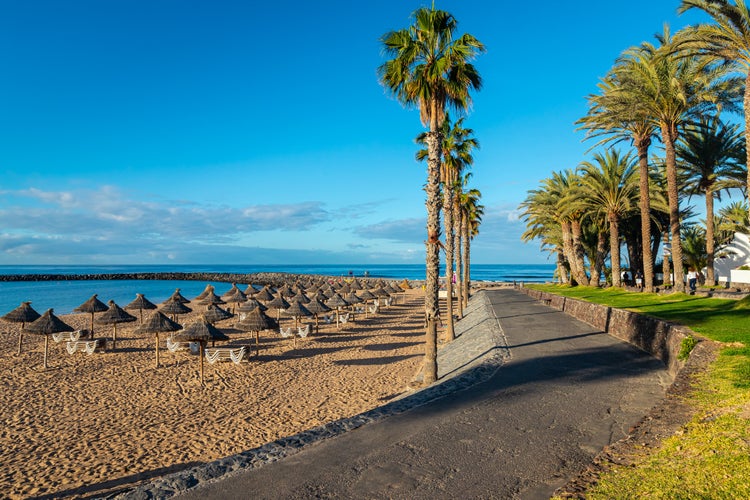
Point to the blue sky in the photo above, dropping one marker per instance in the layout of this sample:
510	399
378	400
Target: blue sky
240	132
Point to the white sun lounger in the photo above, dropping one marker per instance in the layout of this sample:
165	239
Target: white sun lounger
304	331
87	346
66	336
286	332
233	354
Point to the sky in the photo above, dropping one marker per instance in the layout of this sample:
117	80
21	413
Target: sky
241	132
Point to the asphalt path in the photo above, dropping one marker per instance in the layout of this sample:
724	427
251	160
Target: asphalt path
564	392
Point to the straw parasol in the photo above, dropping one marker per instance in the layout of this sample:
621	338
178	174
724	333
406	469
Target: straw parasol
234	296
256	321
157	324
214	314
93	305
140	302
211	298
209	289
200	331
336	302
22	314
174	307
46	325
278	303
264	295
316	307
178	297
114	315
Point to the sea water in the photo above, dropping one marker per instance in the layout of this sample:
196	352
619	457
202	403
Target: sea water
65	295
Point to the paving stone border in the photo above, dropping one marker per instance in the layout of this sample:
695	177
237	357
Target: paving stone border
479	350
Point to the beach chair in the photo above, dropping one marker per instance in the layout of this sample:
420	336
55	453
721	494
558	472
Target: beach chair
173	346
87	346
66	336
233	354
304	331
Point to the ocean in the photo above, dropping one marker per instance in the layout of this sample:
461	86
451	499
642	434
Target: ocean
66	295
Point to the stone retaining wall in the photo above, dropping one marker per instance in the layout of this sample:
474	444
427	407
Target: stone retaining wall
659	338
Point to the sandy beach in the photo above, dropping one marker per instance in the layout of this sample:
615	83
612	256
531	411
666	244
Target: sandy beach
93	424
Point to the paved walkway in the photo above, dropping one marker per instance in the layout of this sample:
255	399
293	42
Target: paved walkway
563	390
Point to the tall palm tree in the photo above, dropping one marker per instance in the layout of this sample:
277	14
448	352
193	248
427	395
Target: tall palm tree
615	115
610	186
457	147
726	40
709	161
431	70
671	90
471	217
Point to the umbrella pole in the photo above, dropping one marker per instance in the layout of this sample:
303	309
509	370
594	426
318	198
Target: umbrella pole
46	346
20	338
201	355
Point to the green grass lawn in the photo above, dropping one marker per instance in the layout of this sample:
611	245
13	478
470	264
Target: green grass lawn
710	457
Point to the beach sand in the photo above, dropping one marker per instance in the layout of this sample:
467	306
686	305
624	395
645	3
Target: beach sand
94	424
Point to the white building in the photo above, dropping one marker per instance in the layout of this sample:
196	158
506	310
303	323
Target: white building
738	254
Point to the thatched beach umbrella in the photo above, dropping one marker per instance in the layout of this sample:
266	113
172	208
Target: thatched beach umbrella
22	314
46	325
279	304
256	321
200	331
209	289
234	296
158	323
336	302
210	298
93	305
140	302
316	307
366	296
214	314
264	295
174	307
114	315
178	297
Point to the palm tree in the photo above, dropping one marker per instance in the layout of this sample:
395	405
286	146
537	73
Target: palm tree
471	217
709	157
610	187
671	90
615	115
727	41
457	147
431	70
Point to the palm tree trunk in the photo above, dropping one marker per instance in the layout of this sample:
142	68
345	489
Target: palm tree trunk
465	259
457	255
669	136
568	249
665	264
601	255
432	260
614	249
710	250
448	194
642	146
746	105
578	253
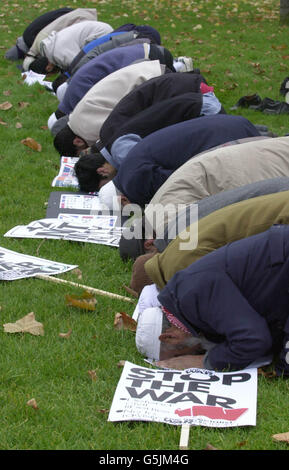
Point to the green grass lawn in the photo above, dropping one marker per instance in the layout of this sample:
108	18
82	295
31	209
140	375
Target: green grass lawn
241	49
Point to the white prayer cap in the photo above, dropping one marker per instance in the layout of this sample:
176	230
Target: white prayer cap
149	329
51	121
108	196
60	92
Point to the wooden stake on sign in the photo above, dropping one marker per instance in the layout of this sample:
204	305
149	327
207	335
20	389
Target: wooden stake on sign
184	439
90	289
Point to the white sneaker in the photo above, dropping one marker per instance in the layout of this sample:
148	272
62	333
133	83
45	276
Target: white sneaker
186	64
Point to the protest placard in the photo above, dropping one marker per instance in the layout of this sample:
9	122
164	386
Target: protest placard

········

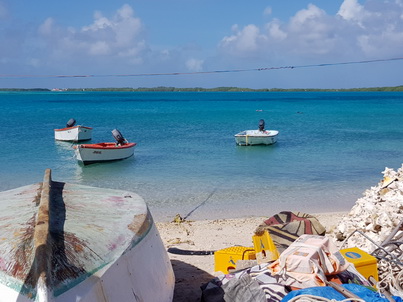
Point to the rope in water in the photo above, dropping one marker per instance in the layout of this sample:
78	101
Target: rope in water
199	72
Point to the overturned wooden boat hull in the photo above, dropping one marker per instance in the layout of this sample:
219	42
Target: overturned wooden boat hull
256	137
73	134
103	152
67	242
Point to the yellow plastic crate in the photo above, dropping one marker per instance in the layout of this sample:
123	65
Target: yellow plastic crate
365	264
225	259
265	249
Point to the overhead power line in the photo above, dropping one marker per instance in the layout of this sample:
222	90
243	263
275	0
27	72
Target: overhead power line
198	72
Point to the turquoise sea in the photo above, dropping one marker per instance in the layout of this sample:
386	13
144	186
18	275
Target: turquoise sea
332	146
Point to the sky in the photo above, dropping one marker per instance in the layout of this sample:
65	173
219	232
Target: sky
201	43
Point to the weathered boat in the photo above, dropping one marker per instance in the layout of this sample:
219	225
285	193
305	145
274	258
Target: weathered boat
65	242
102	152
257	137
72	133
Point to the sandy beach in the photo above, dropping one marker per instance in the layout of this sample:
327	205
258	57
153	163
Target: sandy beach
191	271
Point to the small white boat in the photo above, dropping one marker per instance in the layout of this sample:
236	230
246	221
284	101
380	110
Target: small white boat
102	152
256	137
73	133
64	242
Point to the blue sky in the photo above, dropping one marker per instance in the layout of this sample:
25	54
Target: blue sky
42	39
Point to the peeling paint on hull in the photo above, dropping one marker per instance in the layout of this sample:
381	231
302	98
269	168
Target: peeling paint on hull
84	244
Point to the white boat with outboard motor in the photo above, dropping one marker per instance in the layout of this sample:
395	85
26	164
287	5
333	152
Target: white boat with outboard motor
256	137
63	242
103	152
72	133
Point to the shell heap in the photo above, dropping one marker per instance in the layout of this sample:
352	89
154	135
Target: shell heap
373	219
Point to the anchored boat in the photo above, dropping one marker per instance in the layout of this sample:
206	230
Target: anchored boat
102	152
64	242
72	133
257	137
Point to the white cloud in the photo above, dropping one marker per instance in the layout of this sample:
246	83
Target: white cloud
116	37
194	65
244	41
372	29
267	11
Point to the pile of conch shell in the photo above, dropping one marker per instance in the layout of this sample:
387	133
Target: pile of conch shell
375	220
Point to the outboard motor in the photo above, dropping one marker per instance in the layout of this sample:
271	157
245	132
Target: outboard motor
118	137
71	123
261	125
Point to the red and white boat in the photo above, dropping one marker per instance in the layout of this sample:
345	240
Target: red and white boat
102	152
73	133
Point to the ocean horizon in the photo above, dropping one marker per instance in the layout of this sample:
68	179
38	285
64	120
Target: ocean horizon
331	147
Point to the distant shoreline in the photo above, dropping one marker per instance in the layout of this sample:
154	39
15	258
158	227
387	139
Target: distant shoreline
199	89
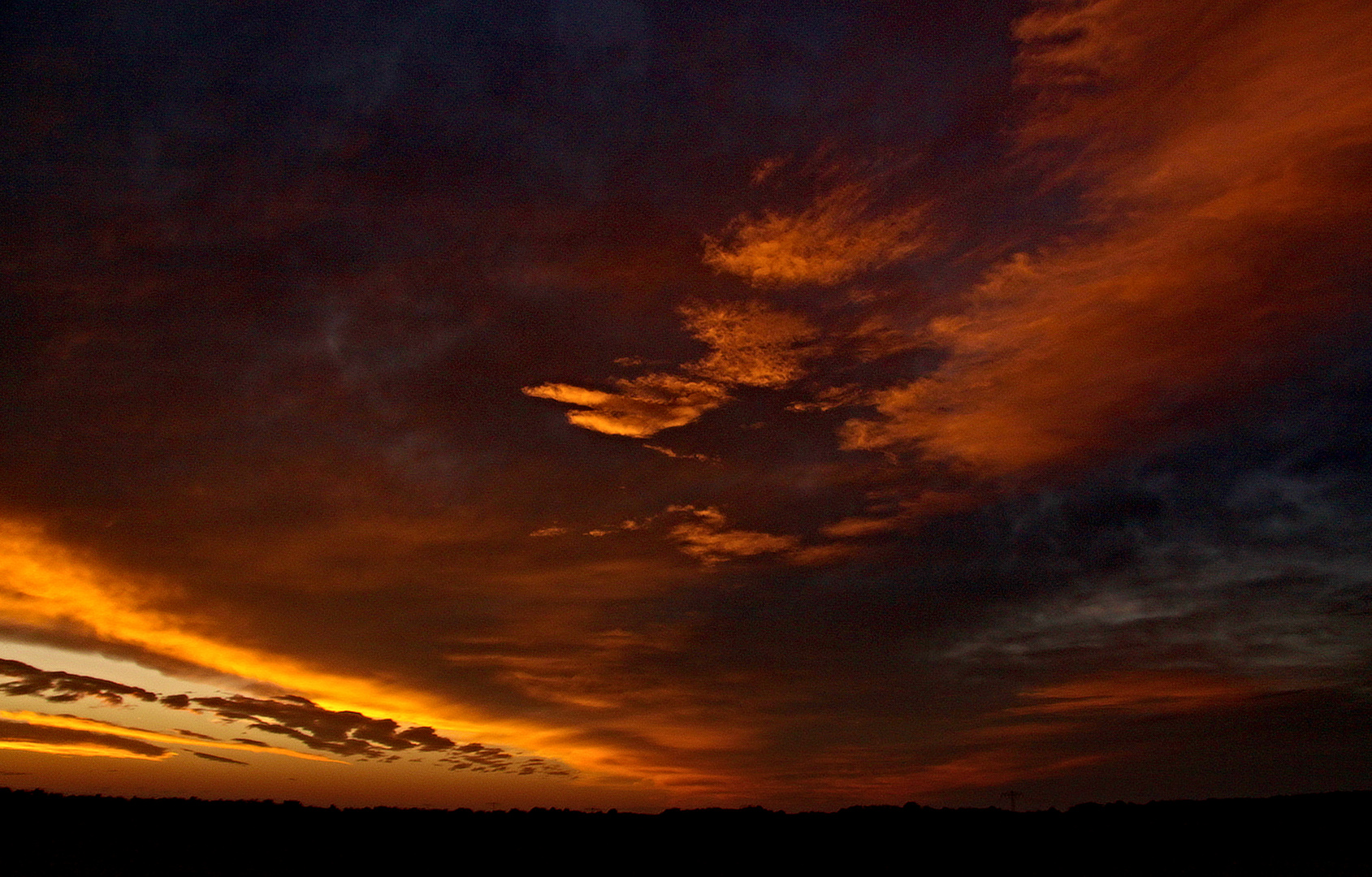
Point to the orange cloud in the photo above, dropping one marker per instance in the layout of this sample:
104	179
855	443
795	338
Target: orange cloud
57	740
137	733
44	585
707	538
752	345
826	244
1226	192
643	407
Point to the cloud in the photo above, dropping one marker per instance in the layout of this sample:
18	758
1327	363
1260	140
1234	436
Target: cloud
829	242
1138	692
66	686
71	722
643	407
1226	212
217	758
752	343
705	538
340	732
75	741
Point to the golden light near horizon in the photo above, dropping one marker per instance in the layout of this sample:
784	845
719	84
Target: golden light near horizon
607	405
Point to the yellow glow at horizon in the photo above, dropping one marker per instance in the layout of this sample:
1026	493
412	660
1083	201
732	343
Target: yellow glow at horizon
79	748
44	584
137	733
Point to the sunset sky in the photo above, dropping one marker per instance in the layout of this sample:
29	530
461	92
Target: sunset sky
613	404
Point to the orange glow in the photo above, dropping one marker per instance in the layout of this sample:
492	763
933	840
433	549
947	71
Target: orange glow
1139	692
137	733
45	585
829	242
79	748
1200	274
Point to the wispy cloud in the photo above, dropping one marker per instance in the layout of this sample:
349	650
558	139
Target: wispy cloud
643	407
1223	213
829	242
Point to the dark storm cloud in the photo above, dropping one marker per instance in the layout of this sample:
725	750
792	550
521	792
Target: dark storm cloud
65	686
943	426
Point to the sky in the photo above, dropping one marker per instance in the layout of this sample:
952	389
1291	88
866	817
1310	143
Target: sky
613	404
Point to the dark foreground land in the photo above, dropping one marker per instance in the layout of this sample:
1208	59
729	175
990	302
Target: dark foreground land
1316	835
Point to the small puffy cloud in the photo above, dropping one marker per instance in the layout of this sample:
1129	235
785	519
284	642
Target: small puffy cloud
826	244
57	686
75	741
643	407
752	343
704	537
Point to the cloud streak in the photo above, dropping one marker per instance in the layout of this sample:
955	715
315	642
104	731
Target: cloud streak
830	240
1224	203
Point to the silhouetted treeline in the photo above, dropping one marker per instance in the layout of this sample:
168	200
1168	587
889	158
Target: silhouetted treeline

········

▸ **Task goal**
Report every line in the rows above that contains the string "peeling", copying each one in full.

▸ **Solution**
Point to the peeling paint on hull in the photo above, dropping one marker per instance in the layout of this sample:
Target: peeling paint on hull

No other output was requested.